9.
(V, 3, 173–174)
Пусть я скажу, что ныне слезы победили

Слезы – один из важнейших лейтмотивов этой трагедии. Здесь самые разные персонажи много плачут и много говорят о слезах, начиная со «слез счастья о возврате в Рим» Тита и «материнских рыданий» Таморы (I, 1, 79, 109), через слезы-дань и слезы радости, слезы-наказание и слезы-тщету к «горестным слезам души» человека, не плакавшего прежде.

В кульминации, в переломной сцене трагедии суровый воин Тит начинает понимать смысл слезного дара:

О, старцы благосклонные, трибуны!
Возьмите смертный приговор назад,
Пусть я, еще ни разу слез не ливший,
Скажу, что ныне слезы победили.
(III, 1, 23–26)
===
§ **Задание**:
Напишите продолжение исходного текста о мотиве слез в трагедии, начав сразу после его последней строки.

§ **Данные**:
===
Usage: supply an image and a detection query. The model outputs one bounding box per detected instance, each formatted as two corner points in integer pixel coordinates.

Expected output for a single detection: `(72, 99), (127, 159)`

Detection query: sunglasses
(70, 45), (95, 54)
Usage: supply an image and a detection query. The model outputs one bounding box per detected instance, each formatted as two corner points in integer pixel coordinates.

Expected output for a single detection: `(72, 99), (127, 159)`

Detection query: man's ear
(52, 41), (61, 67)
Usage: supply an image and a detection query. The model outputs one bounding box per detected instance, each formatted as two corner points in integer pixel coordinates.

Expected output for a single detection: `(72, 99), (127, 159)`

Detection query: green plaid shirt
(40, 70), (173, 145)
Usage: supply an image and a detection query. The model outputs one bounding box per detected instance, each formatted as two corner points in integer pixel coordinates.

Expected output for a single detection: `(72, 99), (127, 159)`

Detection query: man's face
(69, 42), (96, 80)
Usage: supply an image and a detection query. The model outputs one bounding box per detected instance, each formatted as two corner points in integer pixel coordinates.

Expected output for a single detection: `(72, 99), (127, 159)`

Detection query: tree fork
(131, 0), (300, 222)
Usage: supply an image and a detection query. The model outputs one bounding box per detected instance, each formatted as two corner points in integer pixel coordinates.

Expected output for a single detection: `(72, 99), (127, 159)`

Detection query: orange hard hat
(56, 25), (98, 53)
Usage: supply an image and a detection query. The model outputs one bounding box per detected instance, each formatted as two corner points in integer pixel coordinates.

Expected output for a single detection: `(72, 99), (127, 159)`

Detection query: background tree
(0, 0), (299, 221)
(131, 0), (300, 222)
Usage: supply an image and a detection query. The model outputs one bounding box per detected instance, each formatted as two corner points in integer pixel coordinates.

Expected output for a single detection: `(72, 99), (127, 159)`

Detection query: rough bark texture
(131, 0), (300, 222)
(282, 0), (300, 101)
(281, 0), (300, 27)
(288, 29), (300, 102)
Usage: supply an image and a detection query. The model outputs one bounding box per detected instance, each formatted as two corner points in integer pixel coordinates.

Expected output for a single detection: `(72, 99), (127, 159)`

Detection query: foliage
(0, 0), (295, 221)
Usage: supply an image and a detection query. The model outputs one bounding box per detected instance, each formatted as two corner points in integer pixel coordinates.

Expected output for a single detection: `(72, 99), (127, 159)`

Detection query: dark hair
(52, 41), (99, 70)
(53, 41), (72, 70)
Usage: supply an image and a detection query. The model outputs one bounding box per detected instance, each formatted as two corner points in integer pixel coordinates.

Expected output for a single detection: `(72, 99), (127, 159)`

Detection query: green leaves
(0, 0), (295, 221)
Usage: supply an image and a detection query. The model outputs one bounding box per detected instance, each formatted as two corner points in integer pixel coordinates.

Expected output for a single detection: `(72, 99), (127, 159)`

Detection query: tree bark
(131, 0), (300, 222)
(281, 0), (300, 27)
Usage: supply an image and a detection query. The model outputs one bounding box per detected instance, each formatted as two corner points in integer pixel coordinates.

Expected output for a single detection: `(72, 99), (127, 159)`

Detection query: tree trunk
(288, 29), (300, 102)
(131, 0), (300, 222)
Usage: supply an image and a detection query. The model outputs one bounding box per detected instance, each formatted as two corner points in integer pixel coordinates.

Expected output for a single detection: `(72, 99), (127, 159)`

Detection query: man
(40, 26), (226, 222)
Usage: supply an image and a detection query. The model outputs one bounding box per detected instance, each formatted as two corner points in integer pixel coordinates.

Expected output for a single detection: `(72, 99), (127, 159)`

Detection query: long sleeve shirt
===
§ **Результат**:
Но сенаторы и судьи разошлись, его никто не слышит, он взывает к камням:

                                        …и слыша,
Не вняли б мне, а если бы и вняли,
Не пожалели бы; но, хоть и тщетно,
Я должен умолять…
Вот почему я скорбь вверяю камням;
Пусть отозваться на тоску не могут,
Но лучше для меня они трибунов
Уж тем, что не прервут моих речей.
Когда я плачу, камни молчаливо
Приемлют слезы, словно плачут вместе.
(III, 1, 33–42)

В этой сцене 14 раз звучит слово «слезы», это самая «слезная» сцена трагедии. Тит готов воззвать к любой силе, которую тронут слезы:

Коль сила есть, что тронется слезами,
Взываю к ней.
(III, 1, 209–210)

Но такая сила не отзывается на его горе. Напротив, его скорби лишь умножаются: вот дочь-калека, вот сын-изгнанник, вот отрубленная рука, а вот головы двух сыновей с «неиспорченными душами».

Тит в этих монологах становится в чем-то подобен библейскому Иову. Иов склонялся в итоге перед могуществом и тайной Бога.

После пронзительной картины скорби в образе совместного плача неба, земли и моря:

Заплачет небо, – залита земля;
Вихрь забушует, – обезумев, море
Грозится небу вздувшимся челом.
А ты разумности в смятенье ищешь?
Я – море; слышишь, как оно вздыхает?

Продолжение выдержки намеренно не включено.